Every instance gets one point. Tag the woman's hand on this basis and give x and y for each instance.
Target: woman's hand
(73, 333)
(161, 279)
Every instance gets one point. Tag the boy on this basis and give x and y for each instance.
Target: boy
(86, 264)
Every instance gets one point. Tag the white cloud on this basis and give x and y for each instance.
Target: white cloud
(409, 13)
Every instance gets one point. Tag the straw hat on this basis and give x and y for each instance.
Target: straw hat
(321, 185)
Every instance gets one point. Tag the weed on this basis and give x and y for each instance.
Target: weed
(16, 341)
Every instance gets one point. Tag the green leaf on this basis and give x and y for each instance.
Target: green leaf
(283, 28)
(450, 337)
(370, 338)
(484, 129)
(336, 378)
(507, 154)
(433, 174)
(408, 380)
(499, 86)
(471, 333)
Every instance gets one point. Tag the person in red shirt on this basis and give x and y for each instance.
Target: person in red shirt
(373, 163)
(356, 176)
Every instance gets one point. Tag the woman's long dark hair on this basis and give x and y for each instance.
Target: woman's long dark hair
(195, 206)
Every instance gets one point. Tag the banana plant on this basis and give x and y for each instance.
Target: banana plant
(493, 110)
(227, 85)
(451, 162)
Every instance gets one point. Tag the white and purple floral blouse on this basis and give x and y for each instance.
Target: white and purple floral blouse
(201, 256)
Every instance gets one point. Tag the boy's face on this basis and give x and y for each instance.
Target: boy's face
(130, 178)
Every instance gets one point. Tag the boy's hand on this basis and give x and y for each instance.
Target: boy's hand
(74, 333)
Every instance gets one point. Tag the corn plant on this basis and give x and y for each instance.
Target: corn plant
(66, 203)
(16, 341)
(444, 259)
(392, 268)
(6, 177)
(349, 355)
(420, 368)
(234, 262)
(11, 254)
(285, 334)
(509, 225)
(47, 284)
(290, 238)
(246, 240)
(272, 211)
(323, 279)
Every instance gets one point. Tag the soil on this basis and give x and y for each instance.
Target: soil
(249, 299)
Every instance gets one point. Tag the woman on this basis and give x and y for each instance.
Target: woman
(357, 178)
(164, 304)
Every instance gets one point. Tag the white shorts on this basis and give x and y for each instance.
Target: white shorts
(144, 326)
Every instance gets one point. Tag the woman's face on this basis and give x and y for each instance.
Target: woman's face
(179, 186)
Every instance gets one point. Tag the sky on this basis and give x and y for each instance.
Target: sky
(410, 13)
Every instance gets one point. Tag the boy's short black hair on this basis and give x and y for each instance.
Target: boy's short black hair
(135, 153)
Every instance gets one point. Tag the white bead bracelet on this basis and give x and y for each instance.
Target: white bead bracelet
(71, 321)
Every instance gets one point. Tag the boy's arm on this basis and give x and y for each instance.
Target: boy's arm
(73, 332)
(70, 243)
-- -- --
*Task directions:* Starting with the first record, copy everything through the final one exactly.

*Task response:*
Every instance gets one point. Tag the woman's hand on this basis and give x and y for each instance.
Target: woman's hand
(73, 333)
(161, 279)
Every instance gets one point. Tag the boy on this basis and give x and y for each instance.
Target: boy
(86, 264)
Every instance gets one point. Tag the white cloud on this basis and give x and y for each instance.
Target: white cloud
(409, 13)
Every instance gets one point. Tag the straw hat on this basis and give x and y for each instance.
Target: straw hat
(321, 185)
Every instance gets one point. Tag the weed on this basis and give x and y for each instance.
Target: weed
(16, 341)
Every instance gets one point. Tag the green leaf on this basis and give x and y for each instance.
Target: green leaf
(283, 28)
(450, 337)
(370, 338)
(484, 129)
(336, 378)
(507, 154)
(433, 174)
(408, 380)
(499, 86)
(471, 333)
Every instance gets one point. Tag the person in red shirt on this basis and give x and y for each instance.
Target: person in red shirt
(373, 163)
(356, 176)
Every instance gets one point. Tag the woman's long dark hair on this basis and give x and y for each instance.
Target: woman's long dark hair
(195, 206)
Every instance gets one point. Tag the banana plant on this basis and give x and y for each instance.
Target: banana plant
(493, 110)
(227, 85)
(451, 162)
Every instance gets one point. Tag the white and purple floral blouse on this basis and give x and y for each instance.
Target: white and purple floral blouse
(201, 256)
Every instance gets one point. Tag the boy's face on this basis and give x and y for each instance.
Target: boy's face
(130, 178)
Every instance gets one point. Tag the boy's hand on this basis and give x and y for each instance.
Target: boy's hand
(74, 333)
Every instance gets one point. Tag the corn plant on this basis and give x and y for each instance.
Target: corn plant
(66, 203)
(16, 341)
(444, 259)
(392, 268)
(6, 177)
(349, 355)
(420, 368)
(234, 262)
(11, 254)
(285, 334)
(509, 225)
(47, 284)
(290, 238)
(246, 240)
(272, 211)
(323, 279)
Every instance gets one point. Tag the soil on this basis and give x and y for each instance.
Target: soil
(249, 299)
Every instance gets one point. Tag the woman on this basis and give x and y for each instance.
Target: woman
(357, 178)
(164, 304)
Every instance gets one point. Tag the white shorts on this basis and give x and y for each instance.
Target: white shorts
(144, 326)
Every instance gets one point. Tag the woman's face on this basis and give x and y for each instance.
Target: woman's face
(179, 186)
Every instance gets one point. Tag the sky on this basis and give x and y for each instance.
Target: sky
(410, 13)
Every instance gets one point. Tag the boy's short black hair on this basis and give x and y for each instance.
Target: boy's short black hair
(135, 153)
Every instance gets one point. Tag the white bead bracelet on this basis and give x and y for each instance.
Target: white bead bracelet
(71, 321)
Every instance gets one point. Tag the boy's arm on this basis and give x and y for each instance.
Target: boy's arm
(73, 332)
(70, 243)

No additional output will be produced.